Be that as it may, why did I buy diodes that could only handle a fraction of the load?

The only consolation was that I found the prices of a replacement in the innards of the dashboard, as well as 20 [French] centimes and 10 Pfennig. Then inside, out of the rain, and observing it to be 1300, and Bev due to leave from Paddington at 1430, tried to wake her and Sonny, but discovered that she had decided to stay until tomorrow. They came out eventually, apparently having made a night of it, and had breakfast, while it occurred to me that my nose was still not in perfect order.

Later on down into town, mainly on Bev's and Sonny's behalf, and there bought an extraordinary quantity of things just with small change, which was evidently more abundant than I had suspected. Inter alia bought a small compass which is mounted in a spherical container, which is as good a universal mounting as one could hope, though it appears unduly affected by local magnetic fields, even near the (aluminium) roof; near the wiper motor it swayed in sympathy with the wipers.

[Named-object pointing items]
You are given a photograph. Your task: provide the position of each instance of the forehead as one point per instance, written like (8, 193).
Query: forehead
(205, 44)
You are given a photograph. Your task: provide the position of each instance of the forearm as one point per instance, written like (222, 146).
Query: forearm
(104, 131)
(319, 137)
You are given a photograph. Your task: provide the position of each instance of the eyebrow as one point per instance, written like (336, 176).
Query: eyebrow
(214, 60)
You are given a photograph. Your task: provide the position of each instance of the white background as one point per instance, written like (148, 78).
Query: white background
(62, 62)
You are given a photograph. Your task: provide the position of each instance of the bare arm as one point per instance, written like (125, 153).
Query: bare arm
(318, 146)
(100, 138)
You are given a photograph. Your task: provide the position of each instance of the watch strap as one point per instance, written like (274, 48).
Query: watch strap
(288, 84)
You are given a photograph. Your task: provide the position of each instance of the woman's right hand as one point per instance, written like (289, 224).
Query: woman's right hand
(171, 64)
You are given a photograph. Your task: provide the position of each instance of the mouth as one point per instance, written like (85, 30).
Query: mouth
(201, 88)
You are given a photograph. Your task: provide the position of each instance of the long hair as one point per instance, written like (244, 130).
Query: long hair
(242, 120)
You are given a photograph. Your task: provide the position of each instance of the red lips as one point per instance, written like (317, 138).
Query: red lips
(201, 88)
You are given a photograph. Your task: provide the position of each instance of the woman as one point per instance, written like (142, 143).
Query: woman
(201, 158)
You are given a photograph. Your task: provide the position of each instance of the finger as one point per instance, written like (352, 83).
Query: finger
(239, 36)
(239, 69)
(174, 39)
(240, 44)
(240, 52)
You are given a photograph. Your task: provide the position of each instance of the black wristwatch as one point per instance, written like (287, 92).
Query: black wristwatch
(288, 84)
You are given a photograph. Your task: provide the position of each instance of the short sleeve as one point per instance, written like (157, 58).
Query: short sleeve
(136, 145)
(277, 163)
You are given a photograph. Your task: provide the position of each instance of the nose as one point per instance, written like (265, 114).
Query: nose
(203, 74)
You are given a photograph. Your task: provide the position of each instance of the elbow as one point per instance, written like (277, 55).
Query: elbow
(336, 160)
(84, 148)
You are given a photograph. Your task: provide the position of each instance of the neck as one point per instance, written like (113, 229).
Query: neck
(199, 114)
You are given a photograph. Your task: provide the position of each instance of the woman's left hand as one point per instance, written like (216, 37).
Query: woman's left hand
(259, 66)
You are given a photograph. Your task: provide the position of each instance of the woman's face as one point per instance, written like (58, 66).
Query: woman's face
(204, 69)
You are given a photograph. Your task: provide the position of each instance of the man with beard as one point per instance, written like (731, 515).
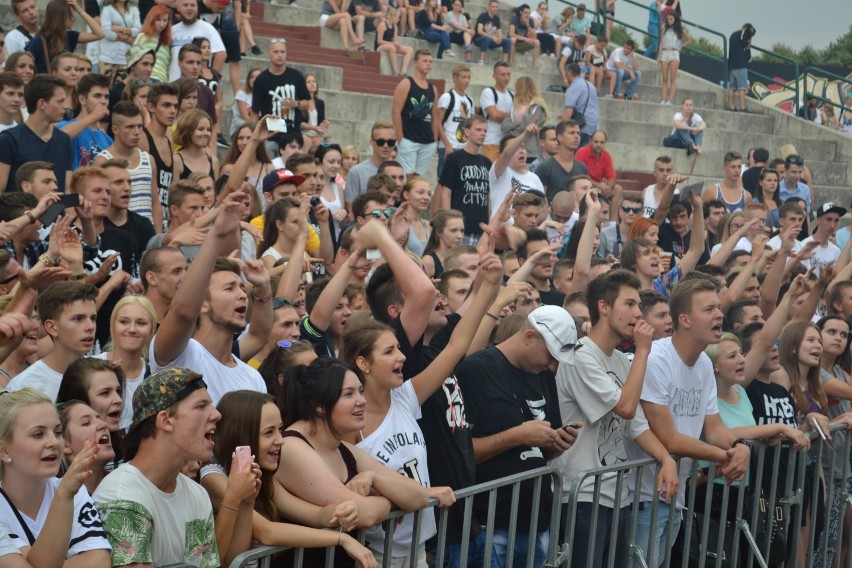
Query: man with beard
(199, 329)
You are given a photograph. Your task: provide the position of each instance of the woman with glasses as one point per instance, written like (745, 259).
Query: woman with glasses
(387, 42)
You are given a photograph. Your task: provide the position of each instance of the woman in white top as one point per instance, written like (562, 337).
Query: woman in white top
(31, 447)
(132, 326)
(83, 428)
(121, 24)
(674, 39)
(242, 102)
(393, 404)
(329, 157)
(418, 194)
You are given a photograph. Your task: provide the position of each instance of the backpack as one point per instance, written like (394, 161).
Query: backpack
(494, 92)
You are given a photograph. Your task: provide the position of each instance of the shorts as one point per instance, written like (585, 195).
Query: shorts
(738, 79)
(231, 38)
(667, 55)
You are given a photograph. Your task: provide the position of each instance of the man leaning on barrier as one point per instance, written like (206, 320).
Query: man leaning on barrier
(511, 405)
(602, 389)
(679, 401)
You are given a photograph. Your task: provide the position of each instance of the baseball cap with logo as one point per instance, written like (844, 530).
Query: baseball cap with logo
(276, 178)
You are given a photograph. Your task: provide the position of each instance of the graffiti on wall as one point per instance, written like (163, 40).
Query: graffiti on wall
(775, 95)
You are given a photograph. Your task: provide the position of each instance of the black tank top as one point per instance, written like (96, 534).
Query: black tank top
(188, 172)
(164, 172)
(316, 556)
(417, 115)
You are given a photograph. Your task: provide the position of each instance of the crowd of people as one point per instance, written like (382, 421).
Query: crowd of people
(201, 355)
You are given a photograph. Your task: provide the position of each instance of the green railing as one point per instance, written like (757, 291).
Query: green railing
(771, 80)
(600, 20)
(840, 106)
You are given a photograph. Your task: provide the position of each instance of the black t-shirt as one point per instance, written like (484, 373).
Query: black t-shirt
(138, 228)
(750, 178)
(270, 91)
(466, 176)
(499, 396)
(489, 25)
(113, 240)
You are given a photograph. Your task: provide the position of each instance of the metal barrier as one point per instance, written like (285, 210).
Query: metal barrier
(465, 497)
(754, 524)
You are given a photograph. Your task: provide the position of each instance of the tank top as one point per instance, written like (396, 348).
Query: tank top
(164, 172)
(731, 207)
(188, 172)
(140, 184)
(417, 113)
(316, 556)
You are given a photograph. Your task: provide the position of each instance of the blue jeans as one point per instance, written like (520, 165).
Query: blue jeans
(500, 547)
(439, 37)
(689, 138)
(631, 88)
(484, 43)
(644, 531)
(605, 537)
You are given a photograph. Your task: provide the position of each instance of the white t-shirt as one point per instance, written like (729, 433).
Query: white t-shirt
(220, 378)
(130, 386)
(822, 255)
(183, 34)
(650, 203)
(500, 186)
(87, 532)
(398, 443)
(37, 376)
(461, 111)
(690, 395)
(775, 244)
(504, 103)
(146, 525)
(588, 392)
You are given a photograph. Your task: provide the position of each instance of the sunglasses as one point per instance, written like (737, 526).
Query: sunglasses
(278, 303)
(388, 213)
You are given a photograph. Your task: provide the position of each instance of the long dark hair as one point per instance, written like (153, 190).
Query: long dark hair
(240, 426)
(677, 26)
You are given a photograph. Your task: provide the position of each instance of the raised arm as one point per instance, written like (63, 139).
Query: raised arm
(177, 329)
(433, 376)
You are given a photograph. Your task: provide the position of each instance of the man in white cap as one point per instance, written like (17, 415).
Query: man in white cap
(601, 390)
(512, 407)
(826, 252)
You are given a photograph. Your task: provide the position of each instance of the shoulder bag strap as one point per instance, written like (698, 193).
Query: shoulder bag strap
(18, 516)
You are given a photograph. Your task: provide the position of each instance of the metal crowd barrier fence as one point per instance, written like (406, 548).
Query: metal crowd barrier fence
(789, 511)
(263, 555)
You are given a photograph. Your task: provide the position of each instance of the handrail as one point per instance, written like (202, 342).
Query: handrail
(786, 59)
(842, 106)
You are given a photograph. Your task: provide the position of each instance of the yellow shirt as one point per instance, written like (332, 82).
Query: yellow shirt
(311, 247)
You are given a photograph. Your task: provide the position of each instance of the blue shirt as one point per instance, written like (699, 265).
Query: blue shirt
(801, 191)
(583, 98)
(87, 144)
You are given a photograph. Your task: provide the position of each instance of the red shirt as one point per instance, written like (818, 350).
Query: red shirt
(599, 167)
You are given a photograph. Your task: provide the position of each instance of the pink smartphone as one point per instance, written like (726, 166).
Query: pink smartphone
(244, 460)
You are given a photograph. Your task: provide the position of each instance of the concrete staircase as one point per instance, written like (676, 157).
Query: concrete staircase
(357, 92)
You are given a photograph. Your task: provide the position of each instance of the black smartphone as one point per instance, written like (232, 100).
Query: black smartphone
(49, 216)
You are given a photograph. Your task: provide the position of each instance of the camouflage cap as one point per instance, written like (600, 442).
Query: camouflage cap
(163, 389)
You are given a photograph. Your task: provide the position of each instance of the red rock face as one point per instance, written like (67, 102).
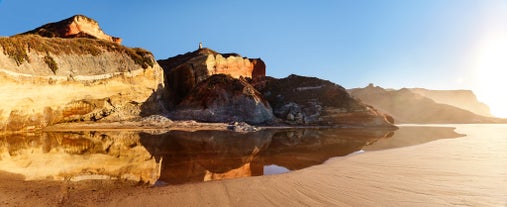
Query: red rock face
(184, 72)
(76, 26)
(259, 68)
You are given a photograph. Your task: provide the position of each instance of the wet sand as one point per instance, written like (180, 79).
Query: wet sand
(468, 171)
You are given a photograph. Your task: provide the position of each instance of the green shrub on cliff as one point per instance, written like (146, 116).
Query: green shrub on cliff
(17, 47)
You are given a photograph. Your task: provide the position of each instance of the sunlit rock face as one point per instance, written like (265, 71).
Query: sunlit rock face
(300, 100)
(78, 155)
(407, 106)
(184, 72)
(221, 98)
(76, 26)
(52, 80)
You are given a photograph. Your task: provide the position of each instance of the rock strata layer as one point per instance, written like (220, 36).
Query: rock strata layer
(222, 98)
(185, 72)
(76, 26)
(53, 80)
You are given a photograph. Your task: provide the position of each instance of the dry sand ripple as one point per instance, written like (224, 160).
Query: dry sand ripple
(469, 171)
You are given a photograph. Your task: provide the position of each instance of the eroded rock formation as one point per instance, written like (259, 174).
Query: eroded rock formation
(300, 100)
(52, 80)
(76, 26)
(184, 72)
(222, 98)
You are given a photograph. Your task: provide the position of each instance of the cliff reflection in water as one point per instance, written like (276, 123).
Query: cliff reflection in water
(175, 157)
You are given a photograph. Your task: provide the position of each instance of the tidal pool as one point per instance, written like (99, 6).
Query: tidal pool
(178, 157)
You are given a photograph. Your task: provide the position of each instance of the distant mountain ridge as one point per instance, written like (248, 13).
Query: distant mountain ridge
(464, 99)
(407, 106)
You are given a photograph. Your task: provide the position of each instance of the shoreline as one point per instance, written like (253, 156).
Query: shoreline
(447, 172)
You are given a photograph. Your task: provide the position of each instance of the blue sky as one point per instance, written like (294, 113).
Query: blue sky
(437, 44)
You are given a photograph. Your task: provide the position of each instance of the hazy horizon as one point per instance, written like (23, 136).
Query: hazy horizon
(456, 44)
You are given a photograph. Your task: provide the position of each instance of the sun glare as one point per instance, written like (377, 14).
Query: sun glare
(491, 75)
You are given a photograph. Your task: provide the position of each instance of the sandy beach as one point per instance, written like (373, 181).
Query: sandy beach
(467, 171)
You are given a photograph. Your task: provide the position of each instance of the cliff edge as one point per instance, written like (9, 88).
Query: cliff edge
(47, 80)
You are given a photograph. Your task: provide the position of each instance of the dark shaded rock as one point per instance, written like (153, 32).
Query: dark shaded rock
(184, 72)
(222, 98)
(312, 101)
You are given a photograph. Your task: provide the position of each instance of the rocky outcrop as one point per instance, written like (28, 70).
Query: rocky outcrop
(207, 86)
(409, 107)
(76, 26)
(464, 99)
(299, 100)
(184, 72)
(222, 98)
(52, 80)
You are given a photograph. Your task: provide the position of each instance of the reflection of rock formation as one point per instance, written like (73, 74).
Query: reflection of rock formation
(206, 155)
(78, 155)
(300, 148)
(175, 157)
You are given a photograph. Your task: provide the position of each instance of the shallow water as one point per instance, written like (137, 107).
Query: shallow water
(178, 157)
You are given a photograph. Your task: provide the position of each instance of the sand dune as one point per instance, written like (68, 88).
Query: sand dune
(468, 171)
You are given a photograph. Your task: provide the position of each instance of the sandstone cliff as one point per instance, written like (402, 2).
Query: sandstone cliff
(52, 80)
(221, 98)
(76, 26)
(184, 72)
(409, 107)
(464, 99)
(299, 100)
(211, 87)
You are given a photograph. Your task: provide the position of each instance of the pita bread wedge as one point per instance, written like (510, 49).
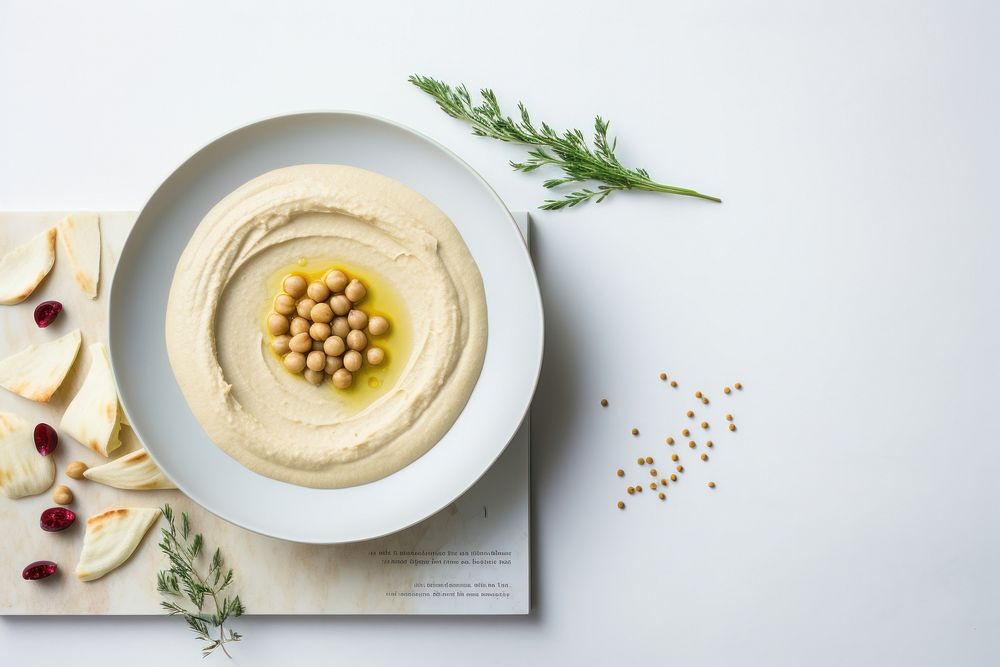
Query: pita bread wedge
(111, 538)
(24, 267)
(37, 371)
(80, 237)
(135, 471)
(23, 471)
(93, 416)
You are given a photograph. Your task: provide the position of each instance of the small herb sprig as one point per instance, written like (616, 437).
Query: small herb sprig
(183, 549)
(569, 150)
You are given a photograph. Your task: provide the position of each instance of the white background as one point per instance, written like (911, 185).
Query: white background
(849, 281)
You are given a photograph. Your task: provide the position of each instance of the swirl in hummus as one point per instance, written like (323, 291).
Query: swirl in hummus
(274, 422)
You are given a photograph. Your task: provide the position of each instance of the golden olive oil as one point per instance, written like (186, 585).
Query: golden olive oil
(371, 382)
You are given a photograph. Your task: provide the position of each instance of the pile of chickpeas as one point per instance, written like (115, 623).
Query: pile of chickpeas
(318, 330)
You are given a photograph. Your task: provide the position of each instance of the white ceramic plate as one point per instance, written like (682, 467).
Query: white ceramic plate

What you will do:
Write out everything in the diary excerpt from "The only consolation" down to "in perfect order.", word for word. The items are separate material and have no connection to the diary excerpt.

Result of the task:
The only consolation was that I found the prices of a replacement in the innards of the dashboard, as well as 20 [French] centimes and 10 Pfennig. Then inside, out of the rain, and observing it to be 1300, and Bev due to leave from Paddington at 1430, tried to wake her and Sonny, but discovered that she had decided to stay until tomorrow. They came out eventually, apparently having made a night of it, and had breakfast, while it occurred to me that my nose was still not in perfect order.